Exercise requirements: Below are some records; copy them word for word and drop the pictures.

..............................

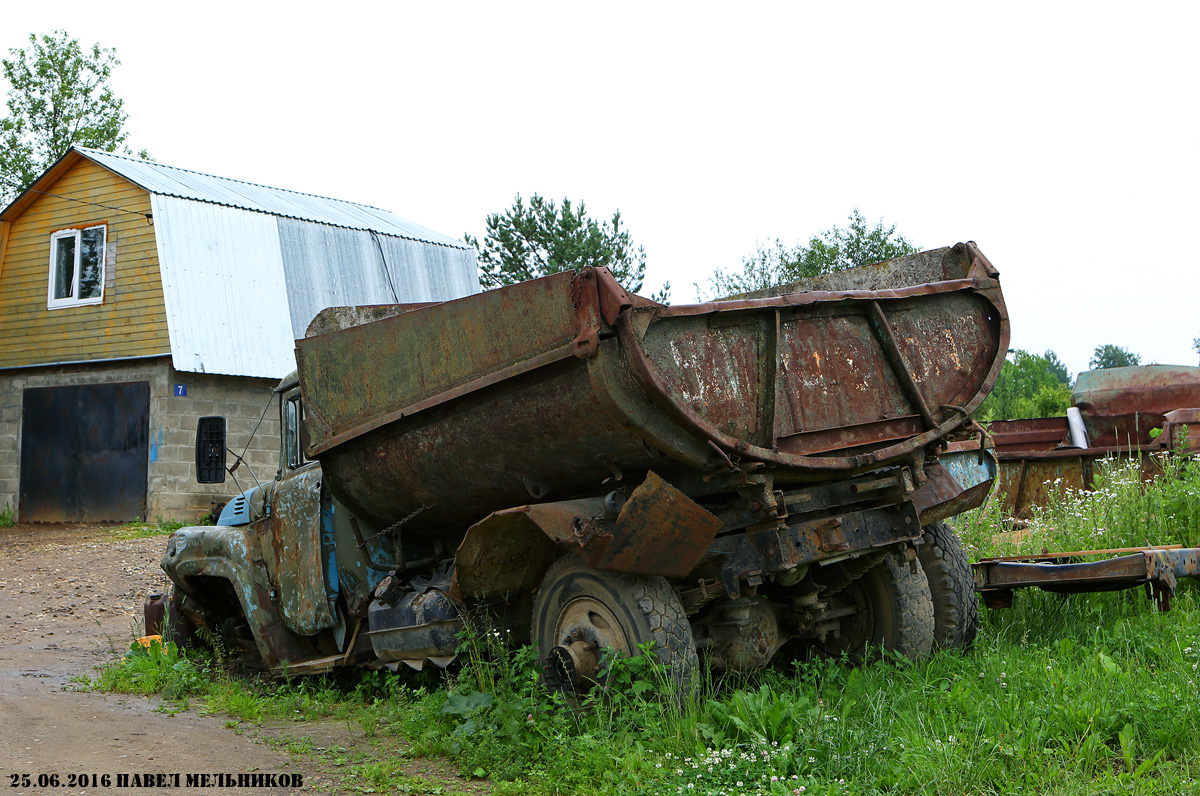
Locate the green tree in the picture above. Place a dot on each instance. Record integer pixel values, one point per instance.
(58, 96)
(1027, 387)
(1113, 357)
(541, 238)
(831, 250)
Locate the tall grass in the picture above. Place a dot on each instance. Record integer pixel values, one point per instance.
(1061, 695)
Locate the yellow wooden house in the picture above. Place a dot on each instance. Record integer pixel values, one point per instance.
(136, 298)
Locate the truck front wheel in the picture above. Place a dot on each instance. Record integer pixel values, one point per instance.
(888, 609)
(580, 612)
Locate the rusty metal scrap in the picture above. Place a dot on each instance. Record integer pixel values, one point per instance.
(1158, 568)
(509, 387)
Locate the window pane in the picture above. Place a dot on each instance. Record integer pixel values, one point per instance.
(64, 267)
(91, 263)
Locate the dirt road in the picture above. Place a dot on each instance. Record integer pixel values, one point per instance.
(70, 598)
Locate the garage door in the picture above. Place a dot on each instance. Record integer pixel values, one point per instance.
(83, 453)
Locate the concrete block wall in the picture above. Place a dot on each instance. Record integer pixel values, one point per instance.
(249, 407)
(172, 491)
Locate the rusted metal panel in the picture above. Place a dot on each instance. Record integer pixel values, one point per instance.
(553, 388)
(1122, 405)
(84, 452)
(295, 563)
(658, 532)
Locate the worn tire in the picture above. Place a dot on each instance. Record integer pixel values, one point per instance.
(951, 586)
(616, 611)
(895, 615)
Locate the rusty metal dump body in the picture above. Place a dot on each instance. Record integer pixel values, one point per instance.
(1121, 408)
(1158, 569)
(556, 388)
(553, 453)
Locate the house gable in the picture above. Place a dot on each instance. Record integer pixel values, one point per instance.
(130, 322)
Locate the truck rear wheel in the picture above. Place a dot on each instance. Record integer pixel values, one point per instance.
(579, 612)
(894, 614)
(951, 586)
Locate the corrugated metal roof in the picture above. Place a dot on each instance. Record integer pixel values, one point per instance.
(168, 180)
(223, 288)
(240, 286)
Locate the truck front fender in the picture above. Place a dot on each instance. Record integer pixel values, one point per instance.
(195, 555)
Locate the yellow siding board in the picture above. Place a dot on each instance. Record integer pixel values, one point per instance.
(131, 322)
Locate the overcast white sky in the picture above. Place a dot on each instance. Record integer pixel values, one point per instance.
(1061, 137)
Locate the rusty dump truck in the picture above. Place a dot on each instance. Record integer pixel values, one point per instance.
(592, 471)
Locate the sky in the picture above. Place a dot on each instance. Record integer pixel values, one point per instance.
(1062, 137)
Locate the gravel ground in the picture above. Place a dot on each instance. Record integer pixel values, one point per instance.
(71, 599)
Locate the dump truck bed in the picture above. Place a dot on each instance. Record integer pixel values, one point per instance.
(559, 387)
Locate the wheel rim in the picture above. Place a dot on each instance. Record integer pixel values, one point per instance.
(583, 629)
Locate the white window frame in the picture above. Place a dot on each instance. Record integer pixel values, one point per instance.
(71, 300)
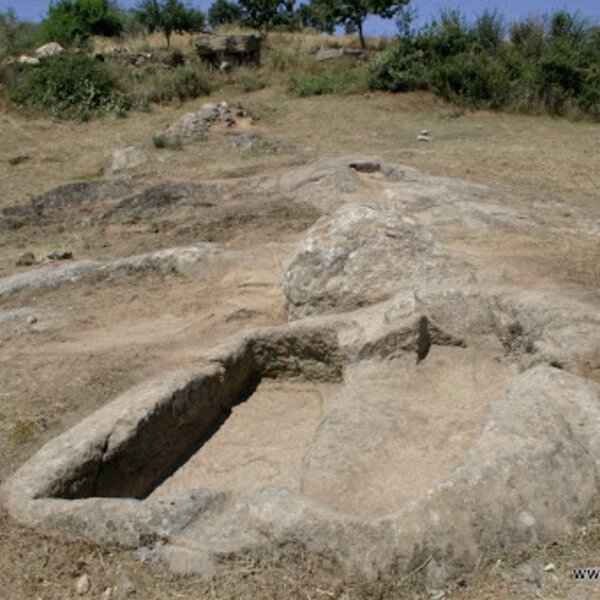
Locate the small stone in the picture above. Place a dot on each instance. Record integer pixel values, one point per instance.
(424, 136)
(83, 585)
(60, 255)
(26, 259)
(127, 158)
(28, 60)
(244, 141)
(125, 587)
(51, 49)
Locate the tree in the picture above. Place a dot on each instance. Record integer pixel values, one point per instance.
(71, 20)
(170, 16)
(223, 12)
(263, 14)
(308, 18)
(352, 13)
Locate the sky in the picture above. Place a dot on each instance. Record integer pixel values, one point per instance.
(35, 10)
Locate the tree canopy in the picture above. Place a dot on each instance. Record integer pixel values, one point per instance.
(352, 13)
(223, 12)
(72, 20)
(170, 16)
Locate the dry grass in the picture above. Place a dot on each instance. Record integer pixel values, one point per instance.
(541, 156)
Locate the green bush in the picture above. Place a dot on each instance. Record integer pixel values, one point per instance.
(182, 83)
(551, 64)
(472, 79)
(327, 83)
(73, 21)
(165, 140)
(401, 69)
(17, 37)
(68, 86)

..............................

Answer below:
Locate the green tree in the picture above. Place a dot on each instance. Record integer pixel values, one point per instance.
(58, 96)
(1027, 387)
(1113, 357)
(541, 238)
(831, 250)
Locate the tall grass in the picture above. Place a dot on each instance. Record integer pixel values, one point per instance.
(1061, 695)
Locate the yellow wooden house in the picture above. Place a dot on each instance. Record integer pixel values, one point per instance.
(136, 298)
Locate the truck front wheel in the picture above. Place a dot on each instance. Record integer pixel values, one point per instance.
(888, 609)
(580, 612)
Locate the rusty metal scrap in the picture above. Place a dot on each instance. Record integer pixel values, one point per instance.
(1158, 568)
(509, 387)
Locate the window pane in the picture above. Place a dot on each instance. Record integer pixel values, one point per instance.
(64, 267)
(91, 263)
Locate the dirt road in the picture above. Place a dot on each instance. Record integer pixel values, one point per instance.
(70, 598)
Locate the garage door in the picture above. Place a dot on each instance. Record integer pixel values, one point per instance.
(83, 453)
Locate the concrete block wall in the picture above. Place a dot on each instance. Record integer pixel values, one point per instance.
(249, 407)
(172, 491)
Locate the rusted metal panel in the picture above. Place a dot on each instance. Record integer pixel values, one point per instance.
(553, 388)
(1122, 405)
(84, 452)
(295, 563)
(658, 532)
Locate the worn tire in the picture above. Place a dot on each instance. Record integer pixel values, one point per instance.
(951, 586)
(616, 611)
(895, 615)
Locate the rusty metal dump body in the picture above. Place a dot on each instance. Record integer pixel values, one point per instance.
(1121, 408)
(1158, 569)
(556, 388)
(553, 453)
Locate the house gable in the picture above. Place a dot on each instance. Record integer pixel values, one point per instance.
(130, 322)
Locate the truck rear wheel in the picture above. Place a dot on each instance. Record integer pixel values, one point per instance.
(579, 612)
(894, 614)
(951, 586)
Locate the corrugated metal roof in the picture above. Place a dot on each instance. Record integer pixel values, one point per instance.
(168, 180)
(223, 288)
(240, 286)
Locate the truck front fender in the picture above. Place a dot on each instance. Record integer pixel values, one point per instance.
(195, 555)
Locate the yellow siding board in the picture above. Place a dot on each instance. Record integer pixel values, one point per instance.
(131, 322)
Locate the overcast white sky in the picture above. Place a dot on each instance. Record integer pixel values, one point per instance.
(1061, 137)
Locate the rusty dump truck in the picture above. Place a dot on each instance. Record integer pixel values, one point per instance.
(592, 471)
Locate the sky in the picture above. Place a dot on each instance. Record integer pixel values, one point per instance.
(1062, 137)
Locate the gravel ground in the picture above. Place a dot on each instance. Record integer pixel values, one point per instance.
(71, 599)
Locate the dump truck bed in the picture above. Place a dot on each instance. Record integer pixel values, one point per instance.
(559, 387)
Locate the wheel rim in the picture above. Place a dot on each instance. Record integer pixel values, one point per instance.
(583, 629)
Locate the white window frame in the picture above. Place a dot on each instance. Record integer pixel values, one point per instance.
(71, 300)
Locate the small stone in the picture above. Place a dot on each instance. Record integer pixel values, one point per instance.
(424, 136)
(83, 585)
(60, 255)
(26, 259)
(127, 158)
(28, 60)
(244, 141)
(125, 587)
(51, 49)
Locate the tree in the picture above. Place a dot on each instance. Record integer pixel values, one point per instance.
(71, 20)
(170, 16)
(223, 12)
(263, 14)
(308, 18)
(352, 13)
Locate the sky in the picture above. Place a dot on each instance. Record integer pixel values, one point per instance.
(35, 10)
Locate the tree canopy in the picture above. Place a dot on each instance. Record integer pixel values, one point per instance.
(352, 13)
(223, 12)
(72, 20)
(170, 16)
Locate the dry grass in the picture above. Place a dot on each instance. Record integer pixel values, one point per instance.
(541, 156)
Locate the green bush in the picture above. Place a dot on each instance. Record integer pixel values, one point per instance.
(182, 83)
(551, 64)
(472, 79)
(327, 83)
(73, 21)
(165, 140)
(401, 69)
(17, 37)
(68, 86)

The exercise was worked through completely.